Set of tasks:
a – In the speeding appeal judgment, what defence did the appellant raise before the magistrate, and under which provision?
b – Carry on writing the speeding appeal judgment, starting after its final sentence.

Source document:
..............................
Church v Commissioner of Police[2015] QDC 259

DISTRICT COURT OF QUEENSLAND

CITATION:

Church v Commissioner of Police [2015] QDC 259

PARTIES:

SHERRILYN CHARMAINE CHURCH

(appellant)

v

COMMISSIONER OF POLICE

(respondent)

FILE NO/S:

Warwick D 2/15

DIVISION:

Civil

PROCEEDING:

s 222 appeal

ORIGINATING COURT:

Warwick Magistrates Court

DELIVERED ON:

16 October 2015

DELIVERED AT:

District Court, Brisbane 

HEARING DATE:

26 August 2015

JUDGE:

Butler SC, DCJ

ORDER:

  1. The appeal against conviction is dismissed.
  1. The appeal against sentence is dismissed.
  1. No order as to costs.

CATCHWORDS:

CRIMINAL LAW – APPEAL AND NEW TRIAL – APPEAL – appeal against conviction for speeding – whether charge proved.

COUNSEL:

The appellant appearing on her own behalf.

C.S. Whelan for the respondent.

SOLICITORS:

The appellant appeared on her own behalf.

Director of Public Prosecutions for the respondent.

  1. [1]
    The appellant was the driver of a vehicle intercepted by Police for speeding on the New England Highway at Spring Creek on 5 March 2014. She was convicted on 13 February 2015, after a trial in the Magistrates Court at Warwick, of travelling at a speed of 116 kilometres per hour in a 100 kilometre per hour zone. The magistrate imposed a fine of $300 and ordered $87.70 cost of court be paid.
  1. [2]
    This is an appeal under s 222 of the Justices Act 1886 (Qld) against both conviction and sentence.

The test to be applied upon appeal

  1. [3]
    The Court of Appeal in White v Commissioner of Police[1]conveniently summarises the principles that are applicable in dealing with an appeal under s 222 of the Justices Act 1886:

“The appeal brought by the applicant to the District Court under s 222 of the Justices Act was an appeal by way of rehearing, as provided for in s 223 of that Act. On such an appeal the District Court Judge was required to make his own determination of relevant facts and issues from the evidence, giving due deference in attaching a good deal of weight to the magistrate’s view.”

  1. [4]
    The court later in the judgment continued as follows:

“In the appeal to the District Court, s 223 of the Justices Act provides for a rehearing on the evidence given at trial, and any new evidence produced by leave. That is a rehearing, in the technical sense consisting of a review of the record of the proceedings below it, rather than a completely fresh hearing. To succeed on such an appeal an appellant must establish some legal, factual or discretionary error.”[2]

  1. [5]
    This appeal will be determined in accordance with those principles.

The appellant’s case before the Magistrate

  1. [6]
    The appellant advised the magistrate that she did not dispute that she was travelling at 116 kilometres per hour in a 100 kilometre per hour zone when observed by police. She told the magistrate “I was driving at 116 when he flashed me.”
  1. [7]
    Her defence was that she was acting reasonably in speeding to escape an extraordinary threat from another vehicle. In legal terms the appellant raised a claim of extraordinary emergency under s 25 of the Criminal Code. She testified that she was menaced by a truck over a distance of 18 kilometres and in fleeing the truck exceeded the speed limit.

New evidence

  1. [8]
    Two police statements provided by the appellant were received into evidence as new evidence without objection by the prosecution. The appellant sought to rely upon those statements as demonstrating inconsistency between what police had said in the statements and what appeared in their evidence before the magistrate.
..............................
Entries shown:
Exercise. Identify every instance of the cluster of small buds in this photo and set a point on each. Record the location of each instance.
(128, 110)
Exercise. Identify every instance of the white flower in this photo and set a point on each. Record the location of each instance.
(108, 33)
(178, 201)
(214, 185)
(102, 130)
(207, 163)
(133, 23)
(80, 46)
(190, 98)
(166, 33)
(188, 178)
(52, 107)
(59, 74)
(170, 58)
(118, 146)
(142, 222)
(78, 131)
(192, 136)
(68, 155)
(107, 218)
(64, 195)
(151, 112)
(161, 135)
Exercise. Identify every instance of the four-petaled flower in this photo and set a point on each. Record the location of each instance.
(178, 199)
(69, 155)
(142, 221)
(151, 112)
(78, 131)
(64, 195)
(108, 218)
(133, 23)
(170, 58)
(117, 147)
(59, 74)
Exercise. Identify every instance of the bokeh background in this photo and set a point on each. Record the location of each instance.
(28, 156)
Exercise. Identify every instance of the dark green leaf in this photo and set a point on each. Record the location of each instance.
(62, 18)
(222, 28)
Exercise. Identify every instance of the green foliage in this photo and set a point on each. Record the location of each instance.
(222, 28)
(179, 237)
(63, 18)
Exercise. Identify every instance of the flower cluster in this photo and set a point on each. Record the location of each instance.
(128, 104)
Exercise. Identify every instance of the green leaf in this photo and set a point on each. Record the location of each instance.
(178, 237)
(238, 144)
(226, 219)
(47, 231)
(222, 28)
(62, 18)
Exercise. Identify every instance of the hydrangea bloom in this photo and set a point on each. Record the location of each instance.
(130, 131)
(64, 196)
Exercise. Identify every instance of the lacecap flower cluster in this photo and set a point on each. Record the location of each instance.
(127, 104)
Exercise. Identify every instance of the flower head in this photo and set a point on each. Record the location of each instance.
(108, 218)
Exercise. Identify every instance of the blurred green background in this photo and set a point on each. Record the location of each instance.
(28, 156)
..............................
Answers in order:
a – She claimed extraordinary emergency under s 25 of the Criminal Code.

b –
The prosecution evidence before the magistrate

  1. [9]
    The prosecution led evidence from the two police officers who stopped the appellant. The appellant then gave evidence on her own behalf and was cross-examined by the prosecutor.
  1. [10]
    Certificates were led through the police witnesses attesting to the accuracy of the speedometer, the mobile radar and its operation. The appellant did not challenge this evidence or the fact that she was travelling at a 116 kilometres per hour as alleged.
  1. [11]
    The police witnesses said that after obtaining a radar reading from the appellant’s oncoming vehicle they did a U-turn and pulled up behind her then stationary vehicle. Senior Constable Pike testified that just prior to stopping he activated a body worn video recorder, alighted from the police vehicle and approached the driver’s side of the appellant’s vehicle. His evidence was that he then had a conversation with the appellant the whole of which was recorded by his body worn camera. That video was tendered in DVD form and played in the Magistrates Court. I have viewed that video. The second officer, Senior Constable Cremasco, was present during the conversation Senior Constable Pyke had with the appellant.
  1. [12]
    After an initial conversation with the appellant, Senior Constable Pyke returned to the police vehicle and is seen completing a speeding time ticket. At that time Senior Constable Cremasco remained at the appellant’s vehicle. Senior Constable Cremasco in evidence said he then required the appellant to provide a specimen of breath for a breath test. That conversation was not recorded.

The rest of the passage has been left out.